2006-02-17, 10:40 pm

OS: solaris
shell: bash

I have a UNIX shell script which appends new text to a file. Multiple
instances of this program may run concurrently, hence there is a
possiblity that 2 or more instances (say S1 and S2) of this shell
script will be modifying the file at the same time.


I want to make sure that S1 can finish appending it's changes to the
file, before S2 starts to append its changes.


How do I handle this concurrently update issue so that the changes made



by S1 and S2 are not interpersed with each other's?

John Smith

2006-02-17, 10:40 pm

Chris wrote:
Some possibilities:

--Use the presence of another file in the filesystem as a lock.
if i use a lockfile, i can only restrict access to the file by
terminating the S2. How do I make S2 "busy-wait" for S1 to finish such
that S1 and S2 are serialized?

--Have them both write to a daemon that serializes the file contents.
--Change the design so they don't touch the same file.

Pascal Bourguignon

2006-02-17, 10:40 pm

"John Smith" <wleung7@gmail.com> writes:

> Chris wrote:
> Some possibilities:
>
> --Use the presence of another file in the filesystem as a lock.

::::::::

**To do**
1) For each statement below, indicate whether it agrees with the thread on concurrent file appends, answering yes or no and quoting the deciding words: (a) The script runs under the bash shell. (b) The script overwrites the file each time it runs. (c) One proposed option is for both instances to write to a daemon.
2) Write out the thread on concurrent file appends character for character, from "if i use a lockfile, i" down to "the file contents.".
The records have no connection to the thread.

**Records supplied**

::::::::

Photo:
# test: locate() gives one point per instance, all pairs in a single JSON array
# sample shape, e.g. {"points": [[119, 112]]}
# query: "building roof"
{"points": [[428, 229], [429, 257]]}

::::::::

**Answers to the exercise**
1)
(a) Yes: "shell: bash"
(b) No: "appends new text to a file"
(c) Yes: "Have them both write to a daemon that serializes the file contents."

2)
if i use a lockfile, i can only restrict access to the file by
terminating the S2. How do I make S2 "busy-wait" for S1 to finish such
that S1 and S2 are serialized?

--Have them both write to a daemon that serializes the file contents.